- Extract to read
- Opening Delimiter -
Paul Ronzheimer is the deputy editor-in-chief of BILD and a senior journalist reporting for Axel Springer, the parent company of POLITICO
KYIV — Ukraine was not behind a series of underwater explosions that crippled the Nord Stream gas pipelines in September, the country’s President Volodymyr Zelenskyy said.
“I am president and I give orders accordingly,” Zelenskyy told Axel Springer, POLITICO’s parent company, in an interview in Kyiv. “Nothing of the sort has been done by Ukraine. I would never act that way.”
The denial comes after claims that Western intelligence agencies knew of a Ukrainian-backed plan to take out Nord Stream 1 and 2, which linked Europe’s energy infrastructure to Russia’s vast gas fields via pipelines running for more than 1,200 kilometers under the Baltic Sea. The motive would have been to prevent Russia from resuming its lucrative gas exports to the EU.
“I didn’t know anything, 100 percent,” Zelenskyy insisted. “I said, ‘Show us proof. If our military is supposed to have done this, show us proof.’”
According to leaked documents posted online, the U.S. had secret information that Ukraine was planning to attack the Baltic Sea gas links three months before they were severely damaged by underwater blasts on September 26, the Washington Post reported on Tuesday.
- Closing Delimiter -
- Tasks to perform
[a] Name every news outlet or media company that the article on the Nord Stream explosions mentions.
[b] For each statement, say yes or no on whether the article on the Nord Stream explosions supports it, and quote the words that decide it. (i) The pipelines were damaged in September. (ii) Zelenskyy gave the interview in Berlin. (iii) The pipelines run under the North Sea.
[c] From the article on the Nord Stream explosions, quote the stretch from "Paul Ronzheimer is" through "exports to the EU.".
The material from here on is separate from the article on the Nord Stream explosions.

- Dataset extract
- Opening Delimiter -
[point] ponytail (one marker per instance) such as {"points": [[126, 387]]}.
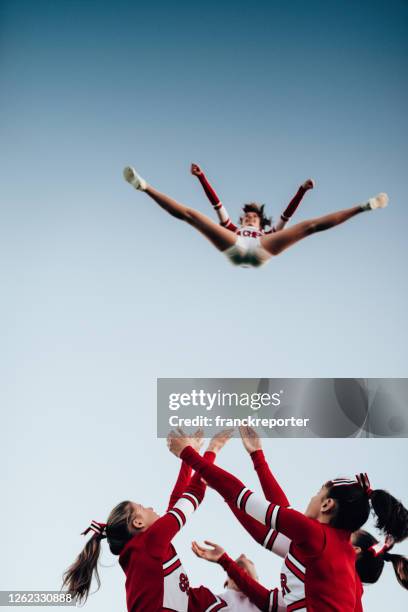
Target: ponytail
{"points": [[372, 556], [118, 531], [78, 577]]}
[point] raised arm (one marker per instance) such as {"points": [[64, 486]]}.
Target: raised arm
{"points": [[292, 206], [305, 533], [182, 482], [270, 486], [260, 596], [218, 206], [166, 527]]}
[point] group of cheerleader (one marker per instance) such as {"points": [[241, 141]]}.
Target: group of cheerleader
{"points": [[255, 240], [327, 556]]}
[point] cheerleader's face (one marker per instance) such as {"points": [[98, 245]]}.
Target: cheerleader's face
{"points": [[248, 566], [251, 219], [143, 517]]}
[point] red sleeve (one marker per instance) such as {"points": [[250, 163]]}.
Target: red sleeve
{"points": [[165, 528], [306, 533], [359, 594], [182, 482], [255, 529], [272, 490], [184, 478], [209, 191], [258, 594], [201, 598]]}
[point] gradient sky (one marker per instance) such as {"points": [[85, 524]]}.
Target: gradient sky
{"points": [[102, 292]]}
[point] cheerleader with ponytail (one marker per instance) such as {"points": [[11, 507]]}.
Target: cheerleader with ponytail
{"points": [[372, 556], [155, 577], [318, 573]]}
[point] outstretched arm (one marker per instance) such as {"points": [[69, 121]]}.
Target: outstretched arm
{"points": [[182, 482], [304, 532], [292, 206], [262, 597], [270, 486], [218, 206], [189, 497]]}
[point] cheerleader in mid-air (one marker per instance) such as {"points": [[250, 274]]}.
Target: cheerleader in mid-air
{"points": [[371, 555], [249, 245], [319, 569]]}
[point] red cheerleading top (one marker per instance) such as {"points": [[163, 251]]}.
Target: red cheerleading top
{"points": [[318, 574]]}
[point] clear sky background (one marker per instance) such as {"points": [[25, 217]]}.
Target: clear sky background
{"points": [[102, 292]]}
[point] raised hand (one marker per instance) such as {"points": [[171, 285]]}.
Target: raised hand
{"points": [[219, 440], [178, 440], [195, 170], [212, 554], [198, 439], [250, 439]]}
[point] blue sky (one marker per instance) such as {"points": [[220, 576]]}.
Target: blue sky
- Closing Delimiter -
- Solutions by task
[a] BILD, Axel Springer, POLITICO, the Washington Post

[b]
(i) Yes: "crippled the Nord Stream gas pipelines in September"
(ii) No: "in an interview in Kyiv"
(iii) No: "under the Baltic Sea"

[c]
Paul Ronzheimer is the deputy editor-in-chief of BILD and a senior journalist reporting for Axel Springer, the parent company of POLITICO
KYIV — Ukraine was not behind a series of underwater explosions that crippled the Nord Stream gas pipelines in September, the country’s President Volodymyr Zelenskyy said.
“I am president and I give orders accordingly,” Zelenskyy told Axel Springer, POLITICO’s parent company, in an interview in Kyiv. “Nothing of the sort has been done by Ukraine. I would never act that way.”
The denial comes after claims that Western intelligence agencies knew of a Ukrainian-backed plan to take out Nord Stream 1 and 2, which linked Europe’s energy infrastructure to Russia’s vast gas fields via pipelines running for more than 1,200 kilometers under the Baltic Sea. The motive would have been to prevent Russia from resuming its lucrative gas exports to the EU.